Texte à lire:
__________________________________________________

Juliette Salsac (1925-2007)

Par Frédéric Romano
- Moi : Maman, c’est qui Mémère ?
- Ma mère : Hé bien Mémère c’est ma maman…
- Moi : Ha oui ? Et ton papa alors, il est où ?
- Ma mère : Mon papa ? Hé bien mon papa, ben… il est au ciel…

J’ai connu une vieille dame admirable, digne et courageuse.  On la disait sévère, dure et inhumaine mais je l’ai parfois vue sensible et aimante, attentionnée et compréhensive. Elle aurait eu quatre-vingt deux ans cette année. Elle s’appellait Juliette. Elle nous a quitté le six juillet dernier.

__________________________________________________

Consigne A:
Renvoyez à l'identique le passage du texte sur Juliette Salsac qui commence par "- Ma mère : Hé" et se termine par "quitté le six juillet dernier.".
Consigne B:
Réécrivez sous forme de liste, s'il vous plaît, le paragraphe du texte sur Juliette Salsac qui commence par « J’ai connu une vieille dame admirable », en conservant ses faits principaux.
Consigne C:
D'après le texte sur Juliette Salsac, quel âge Juliette aurait-elle eu cette année ?

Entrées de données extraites

__________________________________________________

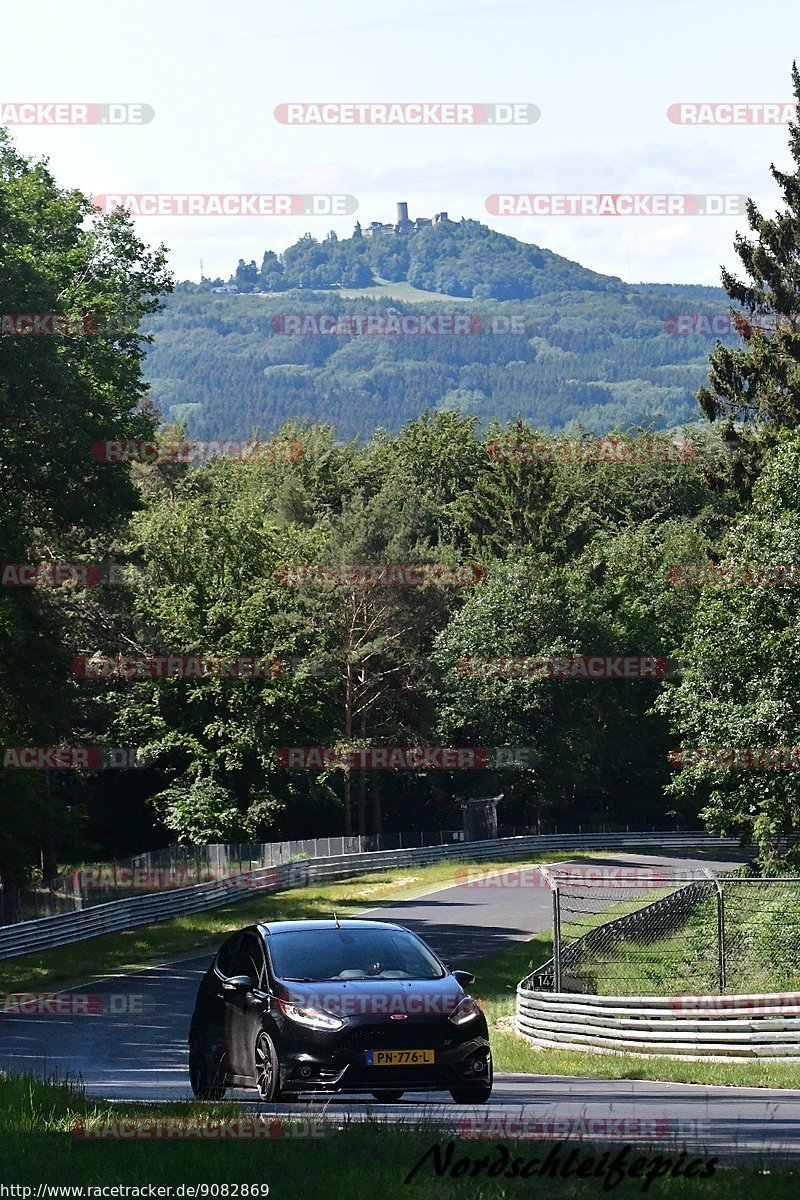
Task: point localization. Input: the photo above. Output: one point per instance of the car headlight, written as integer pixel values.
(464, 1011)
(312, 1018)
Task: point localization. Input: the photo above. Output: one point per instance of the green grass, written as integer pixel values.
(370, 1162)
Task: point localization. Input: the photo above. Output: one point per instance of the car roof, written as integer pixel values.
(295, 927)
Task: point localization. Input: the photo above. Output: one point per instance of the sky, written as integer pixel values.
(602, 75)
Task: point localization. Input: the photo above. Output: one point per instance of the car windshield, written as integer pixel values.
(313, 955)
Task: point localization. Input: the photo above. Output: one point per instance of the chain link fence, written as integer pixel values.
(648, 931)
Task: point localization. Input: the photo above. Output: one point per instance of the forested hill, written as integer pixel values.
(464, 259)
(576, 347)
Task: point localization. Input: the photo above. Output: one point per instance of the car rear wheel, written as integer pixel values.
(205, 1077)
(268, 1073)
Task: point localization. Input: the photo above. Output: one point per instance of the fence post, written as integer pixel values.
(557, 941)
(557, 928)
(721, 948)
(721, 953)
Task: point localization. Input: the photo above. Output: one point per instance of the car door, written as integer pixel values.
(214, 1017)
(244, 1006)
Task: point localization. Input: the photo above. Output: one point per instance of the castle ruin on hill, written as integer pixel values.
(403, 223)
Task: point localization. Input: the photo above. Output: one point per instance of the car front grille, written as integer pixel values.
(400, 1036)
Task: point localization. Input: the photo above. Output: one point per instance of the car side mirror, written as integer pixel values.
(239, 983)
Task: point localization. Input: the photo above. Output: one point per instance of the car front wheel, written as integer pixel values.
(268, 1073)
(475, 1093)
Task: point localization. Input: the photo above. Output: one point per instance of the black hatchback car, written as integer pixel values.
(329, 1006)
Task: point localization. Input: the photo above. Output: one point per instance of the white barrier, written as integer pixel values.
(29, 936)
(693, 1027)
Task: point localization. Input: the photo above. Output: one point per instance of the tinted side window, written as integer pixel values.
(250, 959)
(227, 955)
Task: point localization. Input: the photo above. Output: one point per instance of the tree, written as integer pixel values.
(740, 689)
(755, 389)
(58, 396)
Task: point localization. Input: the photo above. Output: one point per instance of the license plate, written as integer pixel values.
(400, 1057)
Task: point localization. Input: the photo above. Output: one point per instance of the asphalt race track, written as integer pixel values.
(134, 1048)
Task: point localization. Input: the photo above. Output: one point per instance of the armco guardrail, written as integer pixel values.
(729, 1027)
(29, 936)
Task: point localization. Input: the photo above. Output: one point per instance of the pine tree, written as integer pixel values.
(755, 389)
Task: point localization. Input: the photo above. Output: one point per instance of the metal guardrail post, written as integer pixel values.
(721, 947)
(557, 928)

__________________________________________________

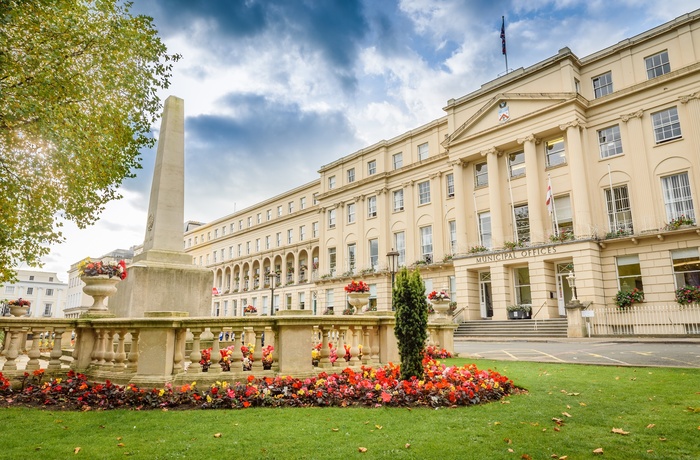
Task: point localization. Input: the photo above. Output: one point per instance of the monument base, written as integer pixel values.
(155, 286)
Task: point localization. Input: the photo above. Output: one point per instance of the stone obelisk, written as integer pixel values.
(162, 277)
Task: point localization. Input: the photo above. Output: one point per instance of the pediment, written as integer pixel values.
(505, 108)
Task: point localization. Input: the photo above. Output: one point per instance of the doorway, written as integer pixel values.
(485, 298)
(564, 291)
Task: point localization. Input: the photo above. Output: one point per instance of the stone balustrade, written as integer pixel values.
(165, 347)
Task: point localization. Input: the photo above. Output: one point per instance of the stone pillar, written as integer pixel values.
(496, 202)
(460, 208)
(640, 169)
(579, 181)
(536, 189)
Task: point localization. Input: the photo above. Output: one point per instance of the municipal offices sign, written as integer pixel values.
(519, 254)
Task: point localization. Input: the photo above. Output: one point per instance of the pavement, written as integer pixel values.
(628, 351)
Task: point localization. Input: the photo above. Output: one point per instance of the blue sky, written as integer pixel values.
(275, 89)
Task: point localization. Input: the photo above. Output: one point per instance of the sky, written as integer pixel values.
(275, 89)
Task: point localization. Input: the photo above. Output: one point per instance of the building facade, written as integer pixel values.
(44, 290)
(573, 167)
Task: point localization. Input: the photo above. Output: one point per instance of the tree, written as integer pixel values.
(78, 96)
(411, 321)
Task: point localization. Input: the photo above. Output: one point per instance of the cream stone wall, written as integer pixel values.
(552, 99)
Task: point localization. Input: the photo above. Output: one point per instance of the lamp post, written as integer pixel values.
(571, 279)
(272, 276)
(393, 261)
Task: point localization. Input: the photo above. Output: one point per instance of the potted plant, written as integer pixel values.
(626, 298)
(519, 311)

__________________________________________________

Résultat attendu A:
- Ma mère : Hé bien Mémère c’est ma maman…
- Moi : Ha oui ? Et ton papa alors, il est où ?
- Ma mère : Mon papa ? Hé bien mon papa, ben… il est au ciel…

J’ai connu une vieille dame admirable, digne et courageuse.  On la disait sévère, dure et inhumaine mais je l’ai parfois vue sensible et aimante, attentionnée et compréhensive. Elle aurait eu quatre-vingt deux ans cette année. Elle s’appellait Juliette. Elle nous a quitté le six juillet dernier.

Résultat attendu B:
- J'ai connu Juliette, une vieille dame admirable, digne et courageuse.
- On la disait sévère, dure et inhumaine, mais elle s'est parfois montrée sensible, aimante, attentionnée et compréhensive.
- Elle aurait eu quatre-vingt-deux ans cette année.
- Elle nous a quittés le six juillet dernier.

Résultat attendu C:
Quatre-vingt-deux ans.